··· DATA LINES ···
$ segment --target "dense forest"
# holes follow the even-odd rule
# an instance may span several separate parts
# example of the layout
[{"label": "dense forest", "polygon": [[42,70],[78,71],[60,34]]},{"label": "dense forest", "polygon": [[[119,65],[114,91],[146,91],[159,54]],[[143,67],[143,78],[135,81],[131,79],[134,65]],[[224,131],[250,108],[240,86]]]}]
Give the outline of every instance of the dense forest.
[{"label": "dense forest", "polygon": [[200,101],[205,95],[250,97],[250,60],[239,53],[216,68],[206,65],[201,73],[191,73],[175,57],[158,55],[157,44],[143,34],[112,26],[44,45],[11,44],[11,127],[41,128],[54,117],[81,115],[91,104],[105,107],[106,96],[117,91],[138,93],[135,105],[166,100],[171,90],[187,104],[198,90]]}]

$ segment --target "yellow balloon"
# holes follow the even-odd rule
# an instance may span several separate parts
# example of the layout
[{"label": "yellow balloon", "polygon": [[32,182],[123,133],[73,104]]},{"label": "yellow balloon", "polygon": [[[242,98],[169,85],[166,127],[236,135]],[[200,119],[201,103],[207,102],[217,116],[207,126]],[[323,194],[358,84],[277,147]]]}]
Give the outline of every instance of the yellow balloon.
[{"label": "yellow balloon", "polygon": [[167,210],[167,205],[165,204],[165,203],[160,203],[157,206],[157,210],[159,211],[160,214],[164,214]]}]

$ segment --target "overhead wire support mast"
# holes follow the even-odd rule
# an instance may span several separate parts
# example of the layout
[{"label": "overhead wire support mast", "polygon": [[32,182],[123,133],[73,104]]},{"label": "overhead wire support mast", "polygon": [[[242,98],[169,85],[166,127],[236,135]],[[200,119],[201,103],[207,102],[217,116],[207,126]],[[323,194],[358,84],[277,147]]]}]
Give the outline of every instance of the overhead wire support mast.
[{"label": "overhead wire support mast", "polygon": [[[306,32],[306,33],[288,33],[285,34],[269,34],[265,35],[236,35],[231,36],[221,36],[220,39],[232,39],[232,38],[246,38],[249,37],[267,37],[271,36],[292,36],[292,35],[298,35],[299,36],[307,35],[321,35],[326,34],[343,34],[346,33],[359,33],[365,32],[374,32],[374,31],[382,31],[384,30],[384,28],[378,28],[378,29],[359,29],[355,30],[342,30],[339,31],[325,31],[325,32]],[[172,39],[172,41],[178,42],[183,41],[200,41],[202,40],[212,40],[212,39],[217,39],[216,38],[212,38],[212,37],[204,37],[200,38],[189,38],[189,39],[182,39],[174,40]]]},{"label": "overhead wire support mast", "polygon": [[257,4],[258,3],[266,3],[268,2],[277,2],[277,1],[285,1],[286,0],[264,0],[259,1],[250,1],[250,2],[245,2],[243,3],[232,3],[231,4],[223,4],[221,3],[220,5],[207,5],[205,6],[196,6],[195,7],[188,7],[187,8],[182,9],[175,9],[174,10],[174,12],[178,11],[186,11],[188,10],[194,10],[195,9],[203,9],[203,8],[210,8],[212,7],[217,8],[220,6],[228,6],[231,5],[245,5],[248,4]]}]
···
▶ **TO DO**
Please collect every line of the data above that contains the string "Give". Case matters.

▶ **TASK ANSWER**
Give the outline of every instance of the dense forest.
Give the outline of every instance of the yellow balloon.
Give the outline of every instance of the overhead wire support mast.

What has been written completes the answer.